Dataset listing:
# # # # #
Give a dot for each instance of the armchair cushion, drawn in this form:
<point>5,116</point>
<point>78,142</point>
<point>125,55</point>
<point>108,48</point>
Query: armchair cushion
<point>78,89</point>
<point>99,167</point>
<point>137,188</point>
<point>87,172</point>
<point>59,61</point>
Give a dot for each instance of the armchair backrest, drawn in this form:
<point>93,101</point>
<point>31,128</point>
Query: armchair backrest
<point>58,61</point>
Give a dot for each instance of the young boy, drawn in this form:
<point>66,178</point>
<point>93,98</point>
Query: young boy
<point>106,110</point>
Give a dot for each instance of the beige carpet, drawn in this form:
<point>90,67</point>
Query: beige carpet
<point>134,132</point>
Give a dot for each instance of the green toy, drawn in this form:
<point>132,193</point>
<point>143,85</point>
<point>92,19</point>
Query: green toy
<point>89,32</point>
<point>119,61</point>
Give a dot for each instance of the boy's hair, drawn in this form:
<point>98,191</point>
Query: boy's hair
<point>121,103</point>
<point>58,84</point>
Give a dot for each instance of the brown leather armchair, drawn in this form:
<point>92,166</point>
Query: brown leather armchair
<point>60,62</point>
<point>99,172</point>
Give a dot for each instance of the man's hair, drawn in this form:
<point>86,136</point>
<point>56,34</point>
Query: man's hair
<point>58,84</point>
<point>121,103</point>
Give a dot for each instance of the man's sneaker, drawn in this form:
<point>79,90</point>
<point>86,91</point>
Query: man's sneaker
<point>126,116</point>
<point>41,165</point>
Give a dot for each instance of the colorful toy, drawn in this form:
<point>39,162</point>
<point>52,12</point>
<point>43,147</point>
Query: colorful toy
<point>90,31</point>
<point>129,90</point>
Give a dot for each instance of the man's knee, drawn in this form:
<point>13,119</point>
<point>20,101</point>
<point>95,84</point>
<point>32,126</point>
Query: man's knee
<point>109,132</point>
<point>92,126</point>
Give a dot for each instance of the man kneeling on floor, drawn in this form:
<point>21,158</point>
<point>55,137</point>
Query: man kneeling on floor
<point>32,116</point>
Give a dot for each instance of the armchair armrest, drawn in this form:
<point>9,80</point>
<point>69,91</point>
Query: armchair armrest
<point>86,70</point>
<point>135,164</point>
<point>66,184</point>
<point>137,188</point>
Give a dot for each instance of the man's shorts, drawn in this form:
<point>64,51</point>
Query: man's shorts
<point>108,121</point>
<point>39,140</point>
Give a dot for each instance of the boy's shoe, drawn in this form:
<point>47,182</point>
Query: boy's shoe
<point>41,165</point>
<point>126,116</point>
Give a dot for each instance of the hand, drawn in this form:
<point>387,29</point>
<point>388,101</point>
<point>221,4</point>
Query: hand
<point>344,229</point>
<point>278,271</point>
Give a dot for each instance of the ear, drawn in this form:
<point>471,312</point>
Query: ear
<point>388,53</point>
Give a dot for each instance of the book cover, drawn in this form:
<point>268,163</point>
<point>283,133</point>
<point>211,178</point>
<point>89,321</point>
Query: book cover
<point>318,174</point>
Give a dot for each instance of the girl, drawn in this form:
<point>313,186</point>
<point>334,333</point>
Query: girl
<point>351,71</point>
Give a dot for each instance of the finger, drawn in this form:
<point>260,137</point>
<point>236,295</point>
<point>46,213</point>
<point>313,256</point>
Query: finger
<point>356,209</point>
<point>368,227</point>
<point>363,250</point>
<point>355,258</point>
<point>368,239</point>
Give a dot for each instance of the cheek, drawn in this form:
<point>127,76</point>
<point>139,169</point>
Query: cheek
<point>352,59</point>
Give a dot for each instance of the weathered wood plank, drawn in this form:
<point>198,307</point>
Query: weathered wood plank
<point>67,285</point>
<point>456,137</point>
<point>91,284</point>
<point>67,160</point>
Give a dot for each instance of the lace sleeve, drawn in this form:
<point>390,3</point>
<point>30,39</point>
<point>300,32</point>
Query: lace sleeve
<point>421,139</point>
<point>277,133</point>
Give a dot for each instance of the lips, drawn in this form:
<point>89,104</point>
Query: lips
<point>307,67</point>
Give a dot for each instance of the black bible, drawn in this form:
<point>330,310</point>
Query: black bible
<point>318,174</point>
# # # # #
**To be done**
Copy the listing word for word from its beginning through the line containing "<point>119,61</point>", including that line.

**Exercise result**
Give a dot for each instance of the armchair cushion, drawn in this form:
<point>5,116</point>
<point>78,142</point>
<point>125,55</point>
<point>108,48</point>
Query: armchair cushion
<point>78,89</point>
<point>99,167</point>
<point>137,188</point>
<point>87,172</point>
<point>59,61</point>
Give a dot for each instance of the armchair backrest, drawn in this form:
<point>93,101</point>
<point>31,128</point>
Query: armchair backrest
<point>58,61</point>
Give a dot for each instance of the young boy, drawn in this form:
<point>66,178</point>
<point>93,98</point>
Query: young boy
<point>106,110</point>
Give a dot for each instance of the beige carpet, drawn in this form:
<point>90,67</point>
Query: beige carpet
<point>134,132</point>
Give a dot for each instance of the green toy, drawn in this form:
<point>132,193</point>
<point>143,85</point>
<point>92,19</point>
Query: green toy
<point>89,32</point>
<point>119,61</point>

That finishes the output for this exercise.